[GOAL] Without including any images, reproduce each entry exactly.

Collected data:

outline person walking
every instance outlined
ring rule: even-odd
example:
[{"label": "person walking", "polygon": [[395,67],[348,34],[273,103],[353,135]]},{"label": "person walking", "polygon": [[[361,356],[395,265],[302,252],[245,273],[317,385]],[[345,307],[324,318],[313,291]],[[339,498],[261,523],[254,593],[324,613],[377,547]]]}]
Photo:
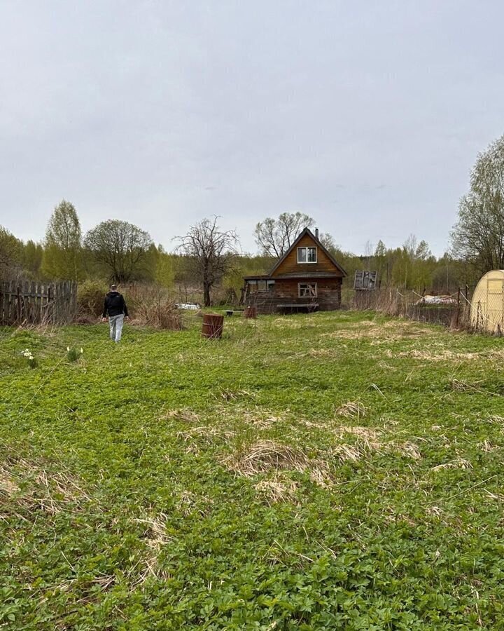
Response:
[{"label": "person walking", "polygon": [[117,285],[111,285],[111,290],[105,297],[102,321],[106,322],[108,316],[111,339],[118,344],[122,333],[125,318],[129,319],[127,307],[124,296],[117,290]]}]

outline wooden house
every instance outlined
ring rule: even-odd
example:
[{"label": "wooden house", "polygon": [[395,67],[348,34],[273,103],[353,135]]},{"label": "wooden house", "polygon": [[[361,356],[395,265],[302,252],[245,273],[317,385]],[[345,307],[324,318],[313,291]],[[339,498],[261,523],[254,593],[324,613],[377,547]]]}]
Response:
[{"label": "wooden house", "polygon": [[245,277],[244,304],[258,313],[337,309],[346,276],[318,231],[305,228],[269,274]]}]

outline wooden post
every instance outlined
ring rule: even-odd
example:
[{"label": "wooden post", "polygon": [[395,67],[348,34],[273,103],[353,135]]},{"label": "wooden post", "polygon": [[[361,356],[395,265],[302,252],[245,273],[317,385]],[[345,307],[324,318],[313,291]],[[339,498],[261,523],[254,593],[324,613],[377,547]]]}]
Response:
[{"label": "wooden post", "polygon": [[460,314],[460,287],[458,287],[458,292],[457,294],[457,318],[456,318],[456,326],[458,328],[458,316]]},{"label": "wooden post", "polygon": [[21,287],[18,285],[18,323],[21,324]]}]

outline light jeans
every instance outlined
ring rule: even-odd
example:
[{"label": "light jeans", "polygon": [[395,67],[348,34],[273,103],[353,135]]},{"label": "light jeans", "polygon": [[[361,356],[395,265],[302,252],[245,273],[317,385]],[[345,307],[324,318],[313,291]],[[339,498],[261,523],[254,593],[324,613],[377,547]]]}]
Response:
[{"label": "light jeans", "polygon": [[120,341],[123,324],[124,313],[120,313],[118,316],[112,316],[108,318],[108,325],[111,327],[111,339],[113,339],[116,344]]}]

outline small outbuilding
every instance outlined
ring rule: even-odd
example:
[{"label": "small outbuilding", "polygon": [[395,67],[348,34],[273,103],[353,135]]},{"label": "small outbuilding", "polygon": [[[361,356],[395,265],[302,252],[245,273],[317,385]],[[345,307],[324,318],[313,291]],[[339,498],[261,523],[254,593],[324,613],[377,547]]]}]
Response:
[{"label": "small outbuilding", "polygon": [[305,228],[269,274],[245,277],[244,304],[258,313],[337,309],[346,276],[318,231]]},{"label": "small outbuilding", "polygon": [[475,329],[504,332],[504,270],[493,269],[482,277],[472,294],[470,318]]}]

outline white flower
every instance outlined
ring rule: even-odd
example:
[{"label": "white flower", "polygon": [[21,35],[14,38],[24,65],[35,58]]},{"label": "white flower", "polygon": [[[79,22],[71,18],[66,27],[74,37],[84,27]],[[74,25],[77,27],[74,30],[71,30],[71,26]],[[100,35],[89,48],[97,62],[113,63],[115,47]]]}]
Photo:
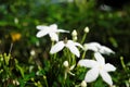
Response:
[{"label": "white flower", "polygon": [[73,30],[72,36],[73,36],[73,37],[77,36],[76,29]]},{"label": "white flower", "polygon": [[86,74],[84,80],[87,83],[94,82],[99,75],[103,78],[105,83],[107,83],[109,86],[113,85],[112,77],[108,74],[108,72],[113,72],[116,70],[116,67],[109,63],[105,64],[104,58],[99,53],[95,52],[94,57],[96,61],[94,60],[80,60],[78,62],[79,65],[91,67],[91,70]]},{"label": "white flower", "polygon": [[74,70],[75,65],[69,66],[68,61],[64,61],[63,65],[65,66],[65,79],[67,78],[67,73],[75,76],[70,71]]},{"label": "white flower", "polygon": [[115,53],[112,49],[105,46],[101,46],[99,42],[89,42],[89,44],[84,44],[83,46],[84,46],[84,51],[92,50],[94,52],[100,52],[103,54]]},{"label": "white flower", "polygon": [[84,33],[89,33],[89,27],[88,26],[84,28]]},{"label": "white flower", "polygon": [[57,29],[56,24],[52,24],[50,26],[38,25],[37,29],[39,29],[39,32],[36,35],[37,37],[42,37],[49,34],[51,39],[56,41],[58,41],[57,33],[69,33],[68,30]]},{"label": "white flower", "polygon": [[86,80],[82,80],[80,85],[81,85],[81,87],[87,87]]},{"label": "white flower", "polygon": [[70,50],[72,53],[76,54],[79,58],[80,53],[76,46],[82,48],[82,46],[80,44],[74,42],[73,40],[58,41],[51,48],[50,53],[52,53],[52,54],[56,53],[56,52],[61,51],[64,47],[66,47]]}]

[RESPONSE]
outline person walking
every instance outlined
ring rule: even-odd
example:
[{"label": "person walking", "polygon": [[395,67],[348,34],[273,103],[353,135]]},{"label": "person walking", "polygon": [[[361,356],[395,265],[302,252],[245,273],[317,385]],[[345,307],[324,318],[313,291]],[[339,498],[261,523],[254,593],[324,613],[377,547]]]}]
Photo:
Response:
[{"label": "person walking", "polygon": [[117,285],[111,285],[111,290],[105,297],[102,321],[106,322],[108,316],[111,339],[118,344],[122,333],[125,318],[129,319],[127,307],[124,296],[117,290]]}]

outline wooden house
every instance outlined
ring rule: even-odd
example:
[{"label": "wooden house", "polygon": [[395,67],[348,34],[273,103],[353,135]]},{"label": "wooden house", "polygon": [[[361,356],[395,265],[302,252],[245,273],[317,385]],[[345,307],[324,318],[313,291]],[[339,498],[261,523],[254,593],[324,613],[377,547]]]}]
Response:
[{"label": "wooden house", "polygon": [[245,277],[244,304],[258,313],[337,309],[346,276],[318,231],[305,228],[269,274]]}]

outline wooden post
every instance outlined
ring rule: even-odd
example:
[{"label": "wooden post", "polygon": [[395,67],[348,34],[273,103],[353,135]]},{"label": "wooden post", "polygon": [[[361,356],[395,265],[302,252],[245,273],[317,385]],[[345,307],[324,318],[313,291]],[[339,498],[261,523],[254,593],[324,613],[377,547]]]}]
Response:
[{"label": "wooden post", "polygon": [[460,314],[460,287],[458,287],[458,292],[457,294],[457,318],[456,318],[456,326],[458,328],[458,316]]},{"label": "wooden post", "polygon": [[21,287],[18,285],[18,323],[21,324]]}]

outline light jeans
every instance outlined
ring rule: even-odd
example:
[{"label": "light jeans", "polygon": [[395,67],[348,34],[273,103],[353,135]]},{"label": "light jeans", "polygon": [[[361,356],[395,265],[302,252],[245,273],[317,385]],[[345,307],[324,318],[313,291]],[[339,498],[261,523],[254,593],[324,613],[377,547]]]}]
Response:
[{"label": "light jeans", "polygon": [[120,341],[123,324],[124,313],[120,313],[118,316],[112,316],[108,318],[108,325],[111,327],[111,339],[113,339],[116,344]]}]

outline small outbuilding
every instance outlined
ring rule: even-odd
example:
[{"label": "small outbuilding", "polygon": [[395,67],[348,34],[273,103],[353,135]]},{"label": "small outbuilding", "polygon": [[[361,356],[395,265],[302,252],[245,273],[317,385]],[[345,307],[324,318],[313,291]],[[339,498],[261,523],[254,593],[324,613],[377,547]]]}]
Response:
[{"label": "small outbuilding", "polygon": [[305,228],[269,274],[245,277],[244,304],[258,313],[337,309],[346,276],[318,231]]},{"label": "small outbuilding", "polygon": [[475,329],[504,332],[504,270],[493,269],[482,277],[472,294],[470,318]]}]

outline white flower
every instance outlined
ring rule: even-odd
example:
[{"label": "white flower", "polygon": [[21,35],[14,38],[24,65],[35,58]]},{"label": "white flower", "polygon": [[[79,22],[71,18],[66,27],[74,37],[84,27]],[[74,25],[77,27],[74,30],[71,30],[71,26]],[[100,35],[89,48],[97,62],[113,63],[115,47]]]}]
Photo:
Response:
[{"label": "white flower", "polygon": [[73,30],[72,36],[73,36],[73,37],[77,36],[76,29]]},{"label": "white flower", "polygon": [[86,74],[84,80],[87,83],[94,82],[99,75],[103,78],[105,83],[107,83],[109,86],[113,85],[112,77],[108,74],[108,72],[113,72],[116,70],[116,67],[109,63],[105,64],[104,58],[99,53],[95,52],[94,57],[96,61],[94,60],[80,60],[78,62],[79,65],[91,67],[91,70]]},{"label": "white flower", "polygon": [[74,70],[75,65],[69,66],[68,61],[64,61],[63,65],[65,66],[65,79],[67,78],[67,73],[75,76],[70,71]]},{"label": "white flower", "polygon": [[115,53],[112,49],[105,46],[101,46],[99,42],[89,42],[89,44],[84,44],[83,46],[84,46],[84,51],[92,50],[94,52],[100,52],[103,54]]},{"label": "white flower", "polygon": [[84,33],[89,33],[89,27],[88,26],[84,28]]},{"label": "white flower", "polygon": [[57,29],[56,24],[52,24],[50,26],[38,25],[37,29],[39,29],[39,32],[36,35],[37,37],[42,37],[49,34],[51,39],[56,41],[58,41],[57,33],[69,33],[68,30]]},{"label": "white flower", "polygon": [[86,80],[82,80],[80,85],[81,85],[81,87],[87,87]]},{"label": "white flower", "polygon": [[70,50],[72,53],[76,54],[79,58],[80,53],[76,46],[82,48],[82,46],[80,44],[74,42],[73,40],[58,41],[51,48],[50,53],[52,53],[52,54],[56,53],[56,52],[61,51],[64,47],[66,47]]}]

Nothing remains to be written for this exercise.